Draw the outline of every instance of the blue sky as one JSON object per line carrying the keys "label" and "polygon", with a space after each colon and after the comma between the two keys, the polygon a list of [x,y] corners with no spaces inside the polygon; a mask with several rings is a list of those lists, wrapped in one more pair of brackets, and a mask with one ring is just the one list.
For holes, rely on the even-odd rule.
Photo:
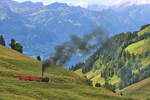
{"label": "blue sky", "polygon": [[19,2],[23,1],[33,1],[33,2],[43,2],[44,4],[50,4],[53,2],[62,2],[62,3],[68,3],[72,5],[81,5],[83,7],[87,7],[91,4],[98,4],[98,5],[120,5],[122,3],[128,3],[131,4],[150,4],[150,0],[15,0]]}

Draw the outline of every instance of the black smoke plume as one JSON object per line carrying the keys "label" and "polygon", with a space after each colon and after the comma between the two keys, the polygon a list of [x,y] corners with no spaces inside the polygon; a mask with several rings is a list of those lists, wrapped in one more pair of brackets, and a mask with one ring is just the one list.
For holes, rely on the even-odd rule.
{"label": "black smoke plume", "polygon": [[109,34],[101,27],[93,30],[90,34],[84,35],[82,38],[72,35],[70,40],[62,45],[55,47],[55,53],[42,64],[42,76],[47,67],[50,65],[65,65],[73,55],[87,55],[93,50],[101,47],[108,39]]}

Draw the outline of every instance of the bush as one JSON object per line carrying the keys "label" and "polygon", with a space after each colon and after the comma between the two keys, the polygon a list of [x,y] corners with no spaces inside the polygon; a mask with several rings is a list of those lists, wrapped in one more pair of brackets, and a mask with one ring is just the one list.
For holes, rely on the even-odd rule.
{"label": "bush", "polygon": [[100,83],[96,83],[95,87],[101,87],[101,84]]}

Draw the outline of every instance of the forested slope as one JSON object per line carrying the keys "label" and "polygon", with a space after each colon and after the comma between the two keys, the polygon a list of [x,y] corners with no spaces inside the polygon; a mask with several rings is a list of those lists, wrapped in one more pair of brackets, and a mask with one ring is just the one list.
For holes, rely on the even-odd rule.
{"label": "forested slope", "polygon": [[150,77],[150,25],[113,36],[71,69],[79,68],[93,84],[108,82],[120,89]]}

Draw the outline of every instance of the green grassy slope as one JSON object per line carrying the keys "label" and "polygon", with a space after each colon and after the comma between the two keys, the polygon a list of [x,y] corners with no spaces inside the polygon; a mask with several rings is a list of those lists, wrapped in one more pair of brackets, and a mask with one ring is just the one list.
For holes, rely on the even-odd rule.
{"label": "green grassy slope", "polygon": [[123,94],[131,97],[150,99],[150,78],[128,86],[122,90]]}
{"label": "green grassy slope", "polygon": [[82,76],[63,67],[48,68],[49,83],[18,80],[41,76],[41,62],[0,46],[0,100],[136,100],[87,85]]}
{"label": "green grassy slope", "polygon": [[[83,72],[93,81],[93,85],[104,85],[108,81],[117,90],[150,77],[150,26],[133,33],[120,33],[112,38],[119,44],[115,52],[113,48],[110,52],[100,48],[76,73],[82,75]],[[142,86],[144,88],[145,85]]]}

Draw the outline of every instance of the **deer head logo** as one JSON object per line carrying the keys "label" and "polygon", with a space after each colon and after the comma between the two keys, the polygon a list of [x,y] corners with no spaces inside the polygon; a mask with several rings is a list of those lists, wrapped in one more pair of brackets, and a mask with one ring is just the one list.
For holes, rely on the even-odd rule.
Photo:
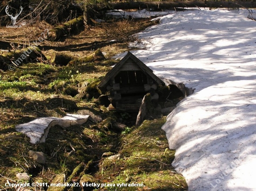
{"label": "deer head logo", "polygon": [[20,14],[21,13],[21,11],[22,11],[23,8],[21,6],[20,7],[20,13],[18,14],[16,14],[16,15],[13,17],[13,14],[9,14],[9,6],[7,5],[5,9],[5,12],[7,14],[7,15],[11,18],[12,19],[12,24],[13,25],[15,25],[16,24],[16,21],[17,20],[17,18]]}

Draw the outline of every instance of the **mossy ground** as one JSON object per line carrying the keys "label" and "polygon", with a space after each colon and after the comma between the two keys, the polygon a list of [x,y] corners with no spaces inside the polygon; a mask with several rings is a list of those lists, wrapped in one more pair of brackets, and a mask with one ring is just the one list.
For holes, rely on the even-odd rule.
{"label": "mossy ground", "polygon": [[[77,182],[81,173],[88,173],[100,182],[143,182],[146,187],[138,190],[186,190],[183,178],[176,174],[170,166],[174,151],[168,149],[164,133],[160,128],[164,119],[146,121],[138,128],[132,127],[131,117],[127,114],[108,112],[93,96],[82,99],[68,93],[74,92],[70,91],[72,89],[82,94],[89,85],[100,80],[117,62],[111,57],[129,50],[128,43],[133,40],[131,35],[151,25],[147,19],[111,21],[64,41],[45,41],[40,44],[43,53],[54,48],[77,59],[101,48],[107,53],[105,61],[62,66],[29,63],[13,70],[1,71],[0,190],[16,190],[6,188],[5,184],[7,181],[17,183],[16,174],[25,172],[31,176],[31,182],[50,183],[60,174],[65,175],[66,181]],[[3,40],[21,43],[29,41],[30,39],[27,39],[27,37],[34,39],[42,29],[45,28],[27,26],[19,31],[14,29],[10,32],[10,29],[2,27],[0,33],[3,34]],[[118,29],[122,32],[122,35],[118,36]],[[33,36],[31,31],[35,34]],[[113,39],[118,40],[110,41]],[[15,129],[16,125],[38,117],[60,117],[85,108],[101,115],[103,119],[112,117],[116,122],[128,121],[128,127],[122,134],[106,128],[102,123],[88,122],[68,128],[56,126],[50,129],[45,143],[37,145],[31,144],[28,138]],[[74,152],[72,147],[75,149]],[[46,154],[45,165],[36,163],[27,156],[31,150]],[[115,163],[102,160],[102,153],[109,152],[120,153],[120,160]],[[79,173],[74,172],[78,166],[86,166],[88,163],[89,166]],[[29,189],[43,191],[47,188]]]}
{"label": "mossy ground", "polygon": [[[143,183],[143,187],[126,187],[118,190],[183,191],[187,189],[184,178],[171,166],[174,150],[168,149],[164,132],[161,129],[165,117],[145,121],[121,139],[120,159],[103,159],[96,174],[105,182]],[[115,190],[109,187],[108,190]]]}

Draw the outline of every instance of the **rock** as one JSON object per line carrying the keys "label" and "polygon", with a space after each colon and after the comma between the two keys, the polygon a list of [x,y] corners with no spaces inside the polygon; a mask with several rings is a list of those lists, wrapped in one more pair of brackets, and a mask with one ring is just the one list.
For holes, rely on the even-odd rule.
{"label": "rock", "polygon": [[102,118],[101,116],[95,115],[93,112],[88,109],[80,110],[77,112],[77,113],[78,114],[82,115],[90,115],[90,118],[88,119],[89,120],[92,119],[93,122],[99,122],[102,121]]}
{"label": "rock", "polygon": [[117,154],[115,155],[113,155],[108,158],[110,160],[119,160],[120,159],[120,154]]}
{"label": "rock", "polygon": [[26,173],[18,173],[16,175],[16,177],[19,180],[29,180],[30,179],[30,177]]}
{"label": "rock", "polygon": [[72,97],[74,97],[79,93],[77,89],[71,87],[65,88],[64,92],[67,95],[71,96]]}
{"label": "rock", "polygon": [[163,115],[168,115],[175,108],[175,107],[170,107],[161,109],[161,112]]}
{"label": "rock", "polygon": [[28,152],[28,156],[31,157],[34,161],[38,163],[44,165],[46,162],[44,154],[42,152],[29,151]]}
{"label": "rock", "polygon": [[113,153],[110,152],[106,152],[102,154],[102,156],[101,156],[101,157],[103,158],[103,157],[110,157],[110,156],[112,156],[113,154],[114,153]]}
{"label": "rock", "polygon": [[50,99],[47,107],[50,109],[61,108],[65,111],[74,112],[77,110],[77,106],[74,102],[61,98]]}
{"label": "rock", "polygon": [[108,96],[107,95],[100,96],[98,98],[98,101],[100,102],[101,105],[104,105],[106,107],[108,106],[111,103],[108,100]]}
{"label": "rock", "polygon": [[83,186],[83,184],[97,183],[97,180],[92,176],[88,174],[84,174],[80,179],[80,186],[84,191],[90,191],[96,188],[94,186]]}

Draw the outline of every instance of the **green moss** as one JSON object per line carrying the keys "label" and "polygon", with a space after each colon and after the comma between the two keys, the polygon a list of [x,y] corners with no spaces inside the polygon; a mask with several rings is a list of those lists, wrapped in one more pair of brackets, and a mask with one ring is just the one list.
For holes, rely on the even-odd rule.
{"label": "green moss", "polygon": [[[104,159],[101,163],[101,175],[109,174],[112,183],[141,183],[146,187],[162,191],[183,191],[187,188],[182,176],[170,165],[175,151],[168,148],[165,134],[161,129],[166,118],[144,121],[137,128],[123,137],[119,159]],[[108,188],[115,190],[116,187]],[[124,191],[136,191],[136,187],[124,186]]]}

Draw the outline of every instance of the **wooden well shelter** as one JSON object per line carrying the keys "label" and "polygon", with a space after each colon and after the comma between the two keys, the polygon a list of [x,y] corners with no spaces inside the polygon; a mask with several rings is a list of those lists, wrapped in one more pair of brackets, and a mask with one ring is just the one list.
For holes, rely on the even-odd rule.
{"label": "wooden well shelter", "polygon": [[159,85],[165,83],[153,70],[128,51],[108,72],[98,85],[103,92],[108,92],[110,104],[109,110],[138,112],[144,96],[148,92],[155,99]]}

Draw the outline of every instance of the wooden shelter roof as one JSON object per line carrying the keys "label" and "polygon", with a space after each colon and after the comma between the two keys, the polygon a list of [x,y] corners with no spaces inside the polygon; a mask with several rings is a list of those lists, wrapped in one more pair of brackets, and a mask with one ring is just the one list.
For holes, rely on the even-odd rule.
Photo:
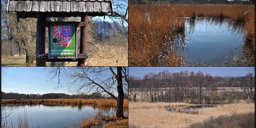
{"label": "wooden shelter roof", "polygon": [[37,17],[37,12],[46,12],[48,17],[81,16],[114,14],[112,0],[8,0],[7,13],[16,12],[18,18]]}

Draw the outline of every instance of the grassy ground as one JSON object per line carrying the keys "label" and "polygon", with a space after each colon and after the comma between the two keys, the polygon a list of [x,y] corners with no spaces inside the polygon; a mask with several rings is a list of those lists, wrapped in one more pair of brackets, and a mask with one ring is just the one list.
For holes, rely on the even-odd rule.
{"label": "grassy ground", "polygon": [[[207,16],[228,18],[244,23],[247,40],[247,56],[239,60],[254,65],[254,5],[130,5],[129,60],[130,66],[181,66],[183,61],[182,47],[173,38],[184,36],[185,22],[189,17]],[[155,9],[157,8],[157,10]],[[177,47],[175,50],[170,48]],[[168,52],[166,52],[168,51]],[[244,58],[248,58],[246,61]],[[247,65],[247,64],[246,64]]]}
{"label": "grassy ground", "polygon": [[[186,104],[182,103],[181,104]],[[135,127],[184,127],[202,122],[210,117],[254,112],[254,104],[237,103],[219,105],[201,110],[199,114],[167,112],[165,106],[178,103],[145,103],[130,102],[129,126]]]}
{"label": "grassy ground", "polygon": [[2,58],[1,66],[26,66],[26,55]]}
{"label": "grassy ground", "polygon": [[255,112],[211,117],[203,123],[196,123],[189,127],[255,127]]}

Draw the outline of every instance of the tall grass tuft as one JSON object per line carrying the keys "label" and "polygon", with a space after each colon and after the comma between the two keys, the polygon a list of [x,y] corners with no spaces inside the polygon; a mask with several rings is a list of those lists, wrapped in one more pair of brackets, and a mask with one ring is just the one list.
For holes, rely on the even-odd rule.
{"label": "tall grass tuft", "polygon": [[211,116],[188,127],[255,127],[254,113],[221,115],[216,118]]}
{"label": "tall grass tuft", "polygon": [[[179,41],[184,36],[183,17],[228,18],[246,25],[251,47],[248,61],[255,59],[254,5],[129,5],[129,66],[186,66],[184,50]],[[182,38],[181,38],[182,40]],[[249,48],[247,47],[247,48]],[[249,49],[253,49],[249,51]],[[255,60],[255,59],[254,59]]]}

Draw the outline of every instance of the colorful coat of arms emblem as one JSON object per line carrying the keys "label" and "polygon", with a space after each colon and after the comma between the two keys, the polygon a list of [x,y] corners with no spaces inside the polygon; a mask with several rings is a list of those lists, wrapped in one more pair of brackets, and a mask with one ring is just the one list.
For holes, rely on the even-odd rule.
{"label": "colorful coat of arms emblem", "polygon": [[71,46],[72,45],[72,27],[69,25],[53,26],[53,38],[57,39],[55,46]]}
+++
Written exercise: Return exactly the lines of the data, and only those, from the line with "Draw the outline of every instance of the colorful" through the last line, inclusive.

Worked solution:
Draw the outline of every instance of the colorful coat of arms emblem as one JSON object per line carrying the keys "label" and "polygon", with a space after each colon and after the comma between the two keys, the polygon a list of [x,y] corners with no spaces inside the polygon; a mask with several rings is a list of those lists, wrapped in one more pair of brackets, and a mask with one ring is just the one list.
For holes, rely on the even-odd rule.
{"label": "colorful coat of arms emblem", "polygon": [[71,46],[72,45],[72,27],[69,25],[53,26],[53,38],[57,39],[55,46]]}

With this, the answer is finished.